--- EXTRACTED RECORDS ---
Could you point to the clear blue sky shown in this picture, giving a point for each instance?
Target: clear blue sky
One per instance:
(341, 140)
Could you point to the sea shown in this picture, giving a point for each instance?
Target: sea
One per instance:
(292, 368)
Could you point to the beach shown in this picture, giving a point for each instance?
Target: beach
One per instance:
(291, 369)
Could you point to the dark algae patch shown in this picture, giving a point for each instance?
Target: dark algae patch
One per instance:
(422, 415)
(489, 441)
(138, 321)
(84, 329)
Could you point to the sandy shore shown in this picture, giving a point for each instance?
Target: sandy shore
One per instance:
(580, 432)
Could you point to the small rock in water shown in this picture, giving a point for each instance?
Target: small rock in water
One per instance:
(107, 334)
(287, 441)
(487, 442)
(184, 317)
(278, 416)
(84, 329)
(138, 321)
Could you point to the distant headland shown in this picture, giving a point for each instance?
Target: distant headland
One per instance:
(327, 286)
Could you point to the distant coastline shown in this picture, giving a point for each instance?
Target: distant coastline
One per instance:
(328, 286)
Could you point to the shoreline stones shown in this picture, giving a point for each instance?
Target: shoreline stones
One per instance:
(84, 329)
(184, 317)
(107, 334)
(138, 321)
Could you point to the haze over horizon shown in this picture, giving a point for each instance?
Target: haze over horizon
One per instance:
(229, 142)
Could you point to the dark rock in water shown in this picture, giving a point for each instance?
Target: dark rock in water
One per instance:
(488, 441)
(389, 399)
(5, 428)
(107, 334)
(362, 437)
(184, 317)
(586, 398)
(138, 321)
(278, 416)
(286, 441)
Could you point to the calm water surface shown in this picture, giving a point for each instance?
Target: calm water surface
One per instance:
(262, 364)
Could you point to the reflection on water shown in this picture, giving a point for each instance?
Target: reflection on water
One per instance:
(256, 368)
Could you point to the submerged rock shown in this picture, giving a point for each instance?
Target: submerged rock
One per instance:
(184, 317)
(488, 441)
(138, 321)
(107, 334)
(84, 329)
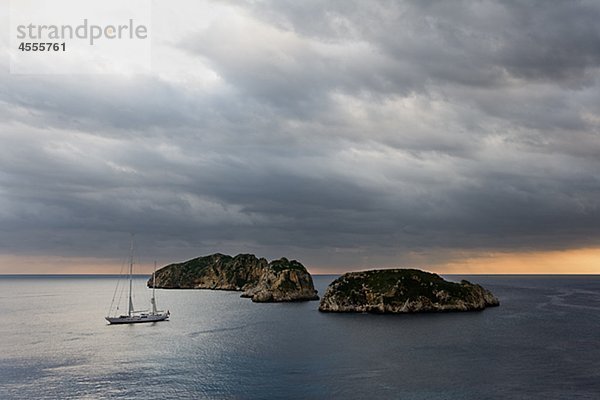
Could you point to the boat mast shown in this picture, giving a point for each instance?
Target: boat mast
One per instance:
(153, 301)
(130, 306)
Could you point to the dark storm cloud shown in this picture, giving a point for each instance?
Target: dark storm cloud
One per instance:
(378, 128)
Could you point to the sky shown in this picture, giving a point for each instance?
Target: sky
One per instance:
(452, 136)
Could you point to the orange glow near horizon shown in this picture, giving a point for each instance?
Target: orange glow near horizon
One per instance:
(577, 261)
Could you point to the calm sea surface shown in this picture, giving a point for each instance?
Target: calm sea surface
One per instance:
(543, 342)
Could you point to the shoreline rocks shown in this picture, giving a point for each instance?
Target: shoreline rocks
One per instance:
(276, 281)
(403, 291)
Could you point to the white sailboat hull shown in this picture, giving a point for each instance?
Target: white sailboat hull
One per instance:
(136, 319)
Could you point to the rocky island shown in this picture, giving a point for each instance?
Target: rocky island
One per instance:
(260, 280)
(402, 291)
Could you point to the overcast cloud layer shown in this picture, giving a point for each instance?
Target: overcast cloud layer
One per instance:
(341, 133)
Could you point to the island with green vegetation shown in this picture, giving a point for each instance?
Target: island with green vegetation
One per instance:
(262, 281)
(402, 291)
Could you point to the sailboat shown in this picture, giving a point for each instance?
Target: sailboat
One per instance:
(133, 316)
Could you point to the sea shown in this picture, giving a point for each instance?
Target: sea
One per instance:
(543, 342)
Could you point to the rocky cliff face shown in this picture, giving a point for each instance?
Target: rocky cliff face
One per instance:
(402, 291)
(279, 280)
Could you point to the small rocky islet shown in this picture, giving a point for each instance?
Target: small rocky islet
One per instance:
(276, 281)
(383, 291)
(396, 291)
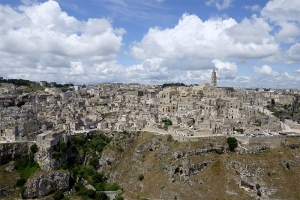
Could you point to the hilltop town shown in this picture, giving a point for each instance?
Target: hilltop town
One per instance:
(94, 141)
(182, 111)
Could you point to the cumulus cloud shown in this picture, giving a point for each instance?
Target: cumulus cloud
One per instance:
(293, 54)
(39, 38)
(220, 4)
(199, 41)
(254, 8)
(226, 70)
(265, 70)
(285, 14)
(282, 10)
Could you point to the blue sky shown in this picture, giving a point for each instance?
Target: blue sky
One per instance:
(249, 42)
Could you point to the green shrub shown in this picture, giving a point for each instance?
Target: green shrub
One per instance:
(34, 148)
(258, 193)
(287, 165)
(257, 186)
(113, 187)
(119, 198)
(141, 177)
(26, 166)
(58, 195)
(101, 196)
(20, 182)
(170, 138)
(94, 162)
(232, 143)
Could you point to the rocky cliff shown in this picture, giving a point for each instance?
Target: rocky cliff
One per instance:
(203, 169)
(11, 151)
(47, 163)
(44, 183)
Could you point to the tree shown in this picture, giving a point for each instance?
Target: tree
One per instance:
(273, 102)
(58, 195)
(141, 177)
(20, 182)
(101, 196)
(232, 143)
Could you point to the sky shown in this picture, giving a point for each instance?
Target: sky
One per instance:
(250, 43)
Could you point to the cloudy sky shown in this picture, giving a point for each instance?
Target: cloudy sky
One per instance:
(250, 43)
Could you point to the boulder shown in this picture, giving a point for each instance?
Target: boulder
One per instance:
(44, 183)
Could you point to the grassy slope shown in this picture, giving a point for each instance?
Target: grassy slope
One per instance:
(217, 181)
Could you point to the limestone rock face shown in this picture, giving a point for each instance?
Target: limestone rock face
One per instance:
(44, 183)
(46, 163)
(12, 150)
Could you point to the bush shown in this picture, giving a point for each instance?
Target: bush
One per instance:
(20, 182)
(257, 186)
(287, 165)
(258, 193)
(34, 148)
(26, 166)
(113, 187)
(232, 143)
(101, 196)
(141, 177)
(94, 162)
(170, 138)
(58, 195)
(119, 198)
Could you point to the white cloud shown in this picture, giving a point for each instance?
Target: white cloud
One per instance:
(220, 4)
(293, 54)
(254, 8)
(199, 41)
(282, 10)
(226, 70)
(285, 14)
(39, 38)
(265, 70)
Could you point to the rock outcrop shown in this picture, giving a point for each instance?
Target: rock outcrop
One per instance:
(11, 151)
(46, 163)
(42, 184)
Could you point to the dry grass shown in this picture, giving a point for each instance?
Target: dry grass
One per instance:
(216, 181)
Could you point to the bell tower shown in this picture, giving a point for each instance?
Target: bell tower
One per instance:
(214, 78)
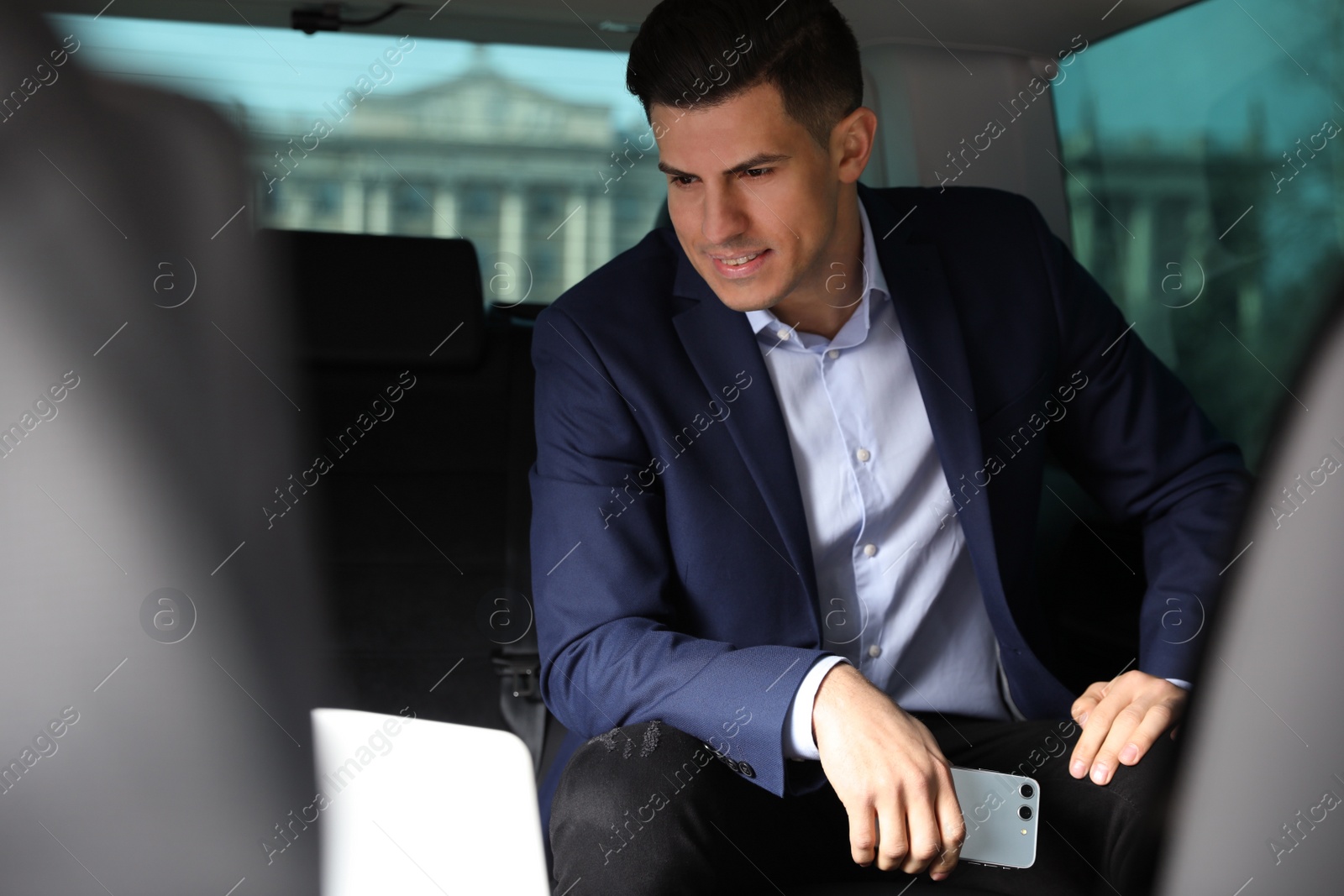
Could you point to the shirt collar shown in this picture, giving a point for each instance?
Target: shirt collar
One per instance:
(857, 328)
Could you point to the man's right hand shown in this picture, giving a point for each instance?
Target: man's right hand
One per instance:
(890, 774)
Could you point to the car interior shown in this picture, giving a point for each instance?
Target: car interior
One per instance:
(450, 195)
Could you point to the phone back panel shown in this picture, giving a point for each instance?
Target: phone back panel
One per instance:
(991, 805)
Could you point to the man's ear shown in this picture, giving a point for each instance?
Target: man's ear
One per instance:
(851, 143)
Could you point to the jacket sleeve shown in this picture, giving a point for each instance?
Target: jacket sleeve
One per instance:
(1137, 443)
(609, 622)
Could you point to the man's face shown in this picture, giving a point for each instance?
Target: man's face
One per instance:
(749, 181)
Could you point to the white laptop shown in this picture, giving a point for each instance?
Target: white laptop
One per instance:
(416, 806)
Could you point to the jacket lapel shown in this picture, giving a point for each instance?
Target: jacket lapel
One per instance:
(721, 344)
(929, 327)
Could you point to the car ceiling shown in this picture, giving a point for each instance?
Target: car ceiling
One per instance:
(1039, 27)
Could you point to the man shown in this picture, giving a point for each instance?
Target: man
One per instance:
(790, 457)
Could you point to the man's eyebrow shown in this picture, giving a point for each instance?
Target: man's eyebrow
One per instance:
(756, 161)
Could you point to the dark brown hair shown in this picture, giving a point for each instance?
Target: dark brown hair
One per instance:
(701, 53)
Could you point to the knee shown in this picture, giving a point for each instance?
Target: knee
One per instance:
(622, 766)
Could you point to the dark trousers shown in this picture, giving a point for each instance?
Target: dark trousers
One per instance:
(640, 812)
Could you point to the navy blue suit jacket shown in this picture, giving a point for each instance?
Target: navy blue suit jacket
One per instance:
(672, 569)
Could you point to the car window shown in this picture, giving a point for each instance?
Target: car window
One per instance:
(534, 154)
(1203, 159)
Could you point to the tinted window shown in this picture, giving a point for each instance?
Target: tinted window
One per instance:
(512, 147)
(1206, 186)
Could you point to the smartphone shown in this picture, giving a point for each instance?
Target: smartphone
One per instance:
(1001, 815)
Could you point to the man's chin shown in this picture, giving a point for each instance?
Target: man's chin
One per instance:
(745, 300)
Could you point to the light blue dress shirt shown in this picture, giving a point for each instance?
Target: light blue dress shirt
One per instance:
(900, 598)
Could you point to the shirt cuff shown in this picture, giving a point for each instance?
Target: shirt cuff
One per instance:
(797, 721)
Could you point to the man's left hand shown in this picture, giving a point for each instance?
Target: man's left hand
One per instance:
(1121, 719)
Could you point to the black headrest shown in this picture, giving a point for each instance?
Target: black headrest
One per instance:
(369, 298)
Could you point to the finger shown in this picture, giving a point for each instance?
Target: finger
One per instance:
(864, 835)
(1090, 698)
(922, 829)
(1122, 727)
(1146, 734)
(1095, 734)
(953, 828)
(893, 836)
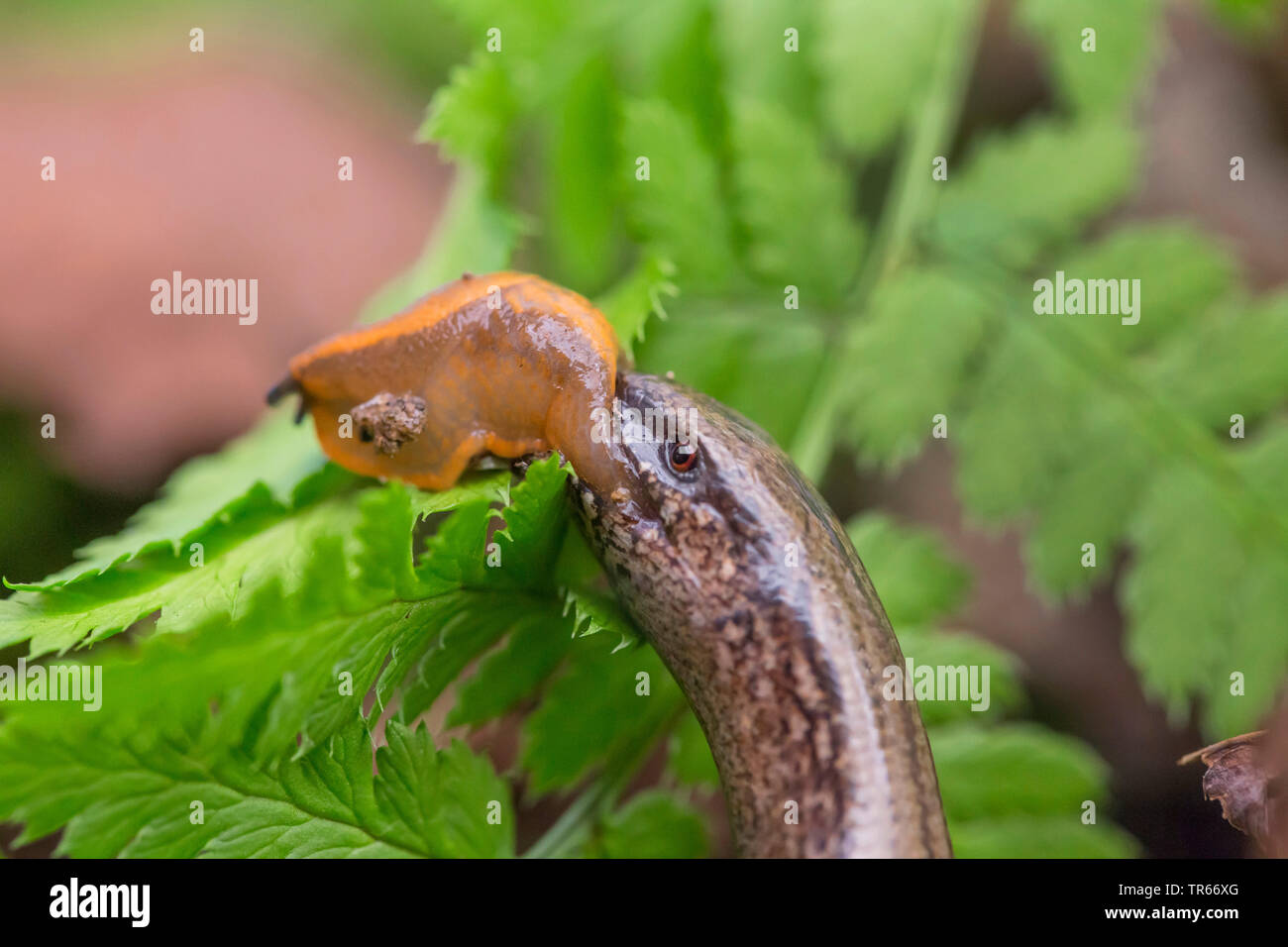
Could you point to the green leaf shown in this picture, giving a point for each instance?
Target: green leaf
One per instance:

--- ABOUT THIS EXERCISE ---
Copy out every line of the records that the string "surface" appears in.

--- REPLY TO THE TASK ---
Could you point to the calm water surface shown in this picture, giving a point for each instance?
Target: calm water surface
Could you point to the calm sea surface shown in this picture, giving a point for each instance?
Target: calm sea surface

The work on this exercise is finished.